What the task requires:
In the data below, reproduce everything exactly except the images.

Records for the exercise:
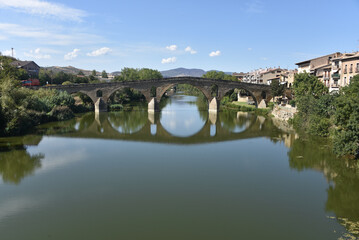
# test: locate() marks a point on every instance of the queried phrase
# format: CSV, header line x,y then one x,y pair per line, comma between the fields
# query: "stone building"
x,y
343,69
29,66
313,65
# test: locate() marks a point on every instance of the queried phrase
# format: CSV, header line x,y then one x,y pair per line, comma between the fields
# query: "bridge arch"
x,y
247,91
161,90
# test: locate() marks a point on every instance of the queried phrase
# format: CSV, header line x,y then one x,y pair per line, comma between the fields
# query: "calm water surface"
x,y
177,174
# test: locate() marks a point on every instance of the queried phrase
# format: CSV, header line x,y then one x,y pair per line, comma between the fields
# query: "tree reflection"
x,y
343,194
128,122
236,121
16,164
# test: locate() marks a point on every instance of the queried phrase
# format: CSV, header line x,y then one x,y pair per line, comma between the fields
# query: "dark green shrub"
x,y
61,113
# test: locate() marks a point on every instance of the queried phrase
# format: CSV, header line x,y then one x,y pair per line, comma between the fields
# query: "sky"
x,y
227,35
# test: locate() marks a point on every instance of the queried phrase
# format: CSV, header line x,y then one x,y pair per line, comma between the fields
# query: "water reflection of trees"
x,y
343,194
128,122
16,164
236,121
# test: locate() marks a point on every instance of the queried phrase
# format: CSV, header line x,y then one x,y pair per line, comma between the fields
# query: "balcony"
x,y
336,76
335,67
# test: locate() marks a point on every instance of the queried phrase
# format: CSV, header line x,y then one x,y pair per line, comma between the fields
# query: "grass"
x,y
244,107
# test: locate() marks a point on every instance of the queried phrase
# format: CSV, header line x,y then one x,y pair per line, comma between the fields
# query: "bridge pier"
x,y
100,105
153,105
213,105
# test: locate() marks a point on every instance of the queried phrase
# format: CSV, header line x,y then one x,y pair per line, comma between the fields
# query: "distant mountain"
x,y
69,69
179,72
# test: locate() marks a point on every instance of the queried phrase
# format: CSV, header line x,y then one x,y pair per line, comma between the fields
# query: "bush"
x,y
292,103
61,113
116,107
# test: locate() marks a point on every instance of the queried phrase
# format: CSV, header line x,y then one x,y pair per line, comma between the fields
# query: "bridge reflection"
x,y
146,127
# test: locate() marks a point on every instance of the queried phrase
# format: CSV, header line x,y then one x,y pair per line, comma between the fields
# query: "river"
x,y
179,174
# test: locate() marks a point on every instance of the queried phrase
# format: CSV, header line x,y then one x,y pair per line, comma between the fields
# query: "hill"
x,y
178,72
69,69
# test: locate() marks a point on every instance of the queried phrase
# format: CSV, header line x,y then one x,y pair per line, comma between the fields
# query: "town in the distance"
x,y
333,70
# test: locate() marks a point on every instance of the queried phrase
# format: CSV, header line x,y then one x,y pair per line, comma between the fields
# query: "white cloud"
x,y
43,8
215,54
172,47
37,54
8,53
72,55
255,7
46,36
190,50
99,52
169,60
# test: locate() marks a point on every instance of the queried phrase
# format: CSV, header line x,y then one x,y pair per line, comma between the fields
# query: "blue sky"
x,y
225,35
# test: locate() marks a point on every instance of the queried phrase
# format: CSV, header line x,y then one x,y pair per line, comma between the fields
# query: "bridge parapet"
x,y
257,91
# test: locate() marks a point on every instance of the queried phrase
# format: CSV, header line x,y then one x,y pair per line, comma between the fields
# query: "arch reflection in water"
x,y
237,122
181,116
128,122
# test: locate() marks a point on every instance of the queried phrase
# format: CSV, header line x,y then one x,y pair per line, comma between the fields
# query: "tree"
x,y
44,77
219,75
346,118
104,74
277,89
149,74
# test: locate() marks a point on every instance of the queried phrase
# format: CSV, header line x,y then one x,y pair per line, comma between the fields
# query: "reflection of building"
x,y
29,66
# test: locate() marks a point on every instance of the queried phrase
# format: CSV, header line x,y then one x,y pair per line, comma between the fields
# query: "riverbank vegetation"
x,y
21,109
328,115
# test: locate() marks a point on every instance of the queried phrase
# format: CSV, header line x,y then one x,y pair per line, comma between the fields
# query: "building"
x,y
239,76
29,66
343,69
255,76
313,65
274,74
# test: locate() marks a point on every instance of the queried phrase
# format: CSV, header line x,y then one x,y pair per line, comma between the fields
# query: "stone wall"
x,y
284,112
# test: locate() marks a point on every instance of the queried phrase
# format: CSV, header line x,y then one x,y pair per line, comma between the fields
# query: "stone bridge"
x,y
101,92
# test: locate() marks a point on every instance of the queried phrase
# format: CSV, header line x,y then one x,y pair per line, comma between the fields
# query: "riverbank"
x,y
244,107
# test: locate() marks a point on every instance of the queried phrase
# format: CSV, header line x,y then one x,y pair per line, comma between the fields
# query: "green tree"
x,y
219,76
315,106
149,74
44,77
104,74
346,119
306,84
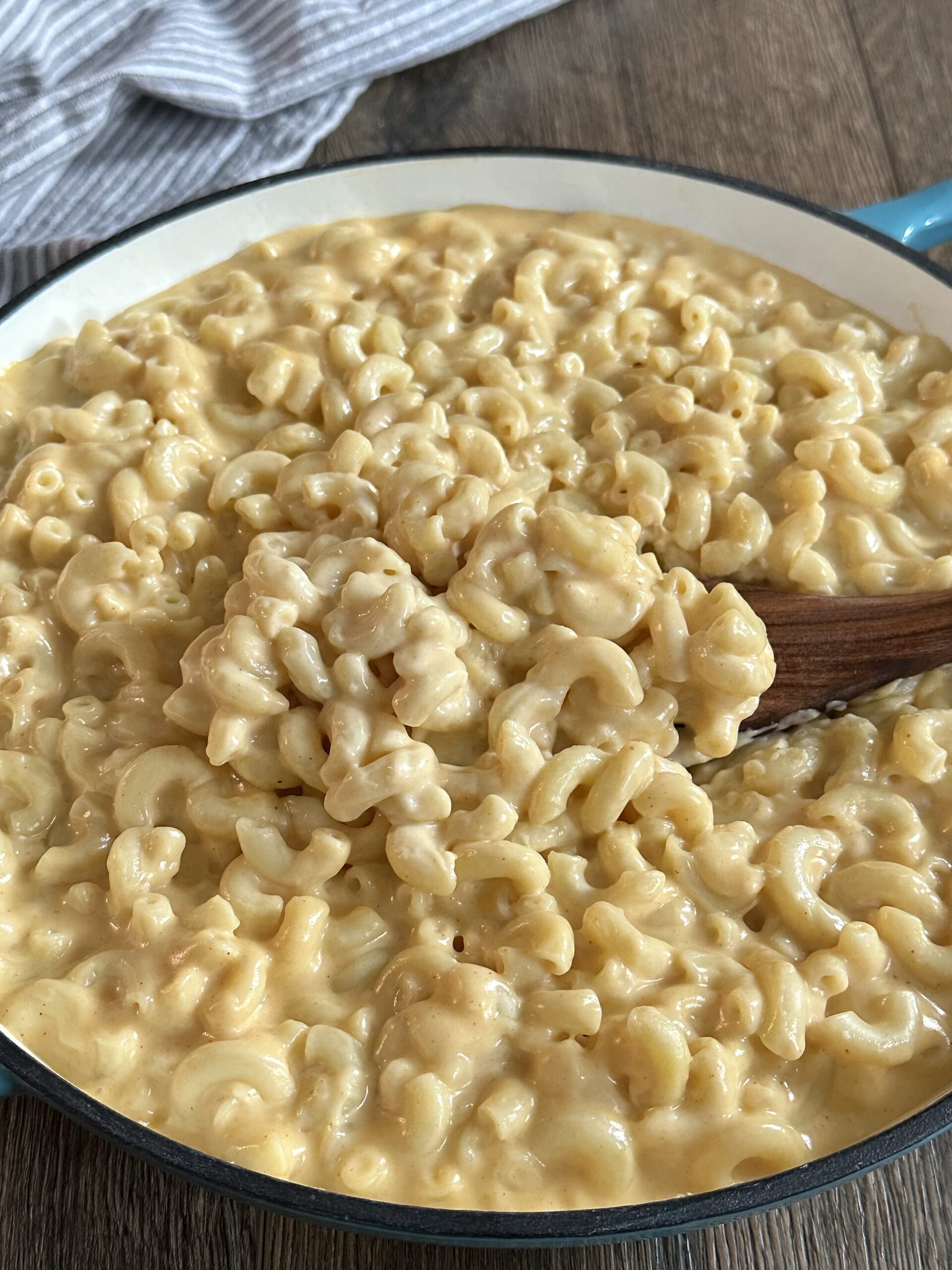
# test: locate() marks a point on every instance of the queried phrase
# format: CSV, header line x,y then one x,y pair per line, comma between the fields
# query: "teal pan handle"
x,y
919,220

Result of this exercise:
# test: locate() marks a point on every instance of the queried phrase
# format: CSV, header line x,y then one x,y pair per line, comma between the fields
# query: "stone building"
x,y
343,69
29,66
313,65
# test: locate() marks a point on every instance of the queried phrase
# format: CSV, header line x,y then one x,y pair per line, comma between the fields
# query: "bridge arch"
x,y
247,91
161,90
# test: locate() marks a point on every instance of the queried phrase
# format: CSV, header line x,y then one x,y pair per line, comma between the fields
# query: "calm water surface"
x,y
177,174
# test: locate() marks a point on every instance of the queried phrase
# format: CSV, header line x,y then one x,y pair per line, comma between the fields
# query: "tree reflection"
x,y
343,194
128,122
236,121
16,164
# test: locate() marks a point on every instance of the queried phrase
# format: CSV, header line x,y then one x,y pair per line, comma between the fields
# query: "dark green shrub"
x,y
61,113
# test: locate() marks a point on every instance of the queried phrase
# format: CSV, header line x,y then one x,y pair per line, comma between the fields
# query: "sky"
x,y
227,35
# test: locate() marks a point on every instance of the queried phrase
# format: CSV, header line x,y then one x,y pair per line, comma between the fields
# query: "water reflection of trees"
x,y
343,194
128,122
16,164
236,121
# test: locate() marks a point on every instance of the queried phrase
# format: CSV, header line x,y then one x,y pair per line, comma between the fields
# query: "balcony"
x,y
336,76
335,67
# test: locate() marks a point on every instance of the queried phrase
# format: CSV, header line x,y then one x,y pair per line, comma between the fields
# query: "grass"
x,y
244,107
# test: locate() marks a point on every instance of the queried phrase
# format: CSV, header line x,y then one x,y pair per line, comma between the fields
# query: "bridge pier"
x,y
100,105
153,105
213,105
# test: locate() marks a point on every instance of the queried phrase
# format: CSV, header line x,y then one x,y pair per line, comma between the fields
# query: "distant mountain"
x,y
69,69
179,72
# test: locate() marks a point on every instance of the queried phrase
# format: CSV, header line x,y then one x,y pair per line, comma between the fields
# query: "bush"
x,y
292,103
61,113
116,107
# test: locate() marks a point on every instance of the queried phrase
# format: CSV, header line x,y then one x,y pair per line, comma between the fields
# query: "bridge reflection"
x,y
146,127
# test: locate() marks a point on every instance of the queried phrase
# format: CSV, header line x,y then one x,y pair per line, comma between the fields
# query: "river"
x,y
179,174
# test: locate() marks a point on every instance of the queried phrase
# format: CSV, header line x,y then one x,y pair per line, comma between the fields
# query: "hill"
x,y
178,72
69,69
# test: locate() marks a point on every instance of the queried phrase
# format: CSV, header line x,y then one x,y pair per line, comma between the fields
# query: "town in the distance"
x,y
333,70
# test: locate() marks a point on every instance of the queried phrase
# format: CSV, header line x,y then one x,y pair per line, comma between the fields
# query: "white cloud"
x,y
43,8
215,54
172,47
37,54
8,53
72,55
255,7
46,36
190,50
99,52
169,60
# test: locate() marks a point on every instance of the queried phrase
# format: CSV, header line x,y then one x,y pair per line, comma between the fields
# query: "blue sky"
x,y
225,35
# test: locate() marks a point on every instance of the queried phrase
# format: CSV, header line x,y then one x,y pair per line, comma between the fields
# query: "bridge parapet"
x,y
257,91
# test: locate() marks a point on every instance of the queried phrase
# format: CSV, header line x,y then one x,y pair per line, comma between the fields
# query: "arch reflection in water"
x,y
237,122
181,116
128,122
# test: locate() marks a point on every instance of the queried phrase
# format: CSV, header line x,y then one x,y pair per line, comma between the fields
# query: "tree"
x,y
44,77
219,75
346,118
104,74
277,89
149,74
# test: locate() marks a point on every instance of the queried phrase
# format: CSV, header line x,y then one x,y pair per line, comma between the fields
# query: "reflection of building"
x,y
29,66
# test: locate() marks a point on every instance of the queried phrase
# format: CSV, header line x,y then one x,y pair per line, comma between the fields
# query: "riverbank vegetation"
x,y
21,109
328,115
# test: locate() marks a point on every instance of the queried phrase
# format: CSV, header line x,y then one x,y pair per line, comma between the fields
# query: "building"
x,y
239,76
29,66
343,69
255,76
313,65
274,74
# test: locate() marks a point on every instance of the queried phrase
# format: CSV, header line x,y then one x,y pair per line, comma between the fields
# query: "stone wall"
x,y
284,112
# test: locate() marks a point on every instance of the queried phrase
# format: CSV, header line x,y then one x,y pair per line, comma between the fields
# query: "stone bridge"
x,y
101,92
# test: locate() marks a point on every instance of the queried phrase
# format: CSV, header line x,y then one x,y pair per line, comma between the fields
# query: "riverbank"
x,y
244,107
# test: locate() marks a point on every instance of the queried phrase
# format: CSV, header line x,y then one x,y pair per line, comma between the fields
# query: "green tree"
x,y
219,76
315,106
149,74
44,77
104,74
346,119
306,84
# test: locate() marks a point on every instance of the queried phrase
# format: CSV, header line x,y then one x,y pair per line, comma between the fields
# query: "teal pan handle"
x,y
919,220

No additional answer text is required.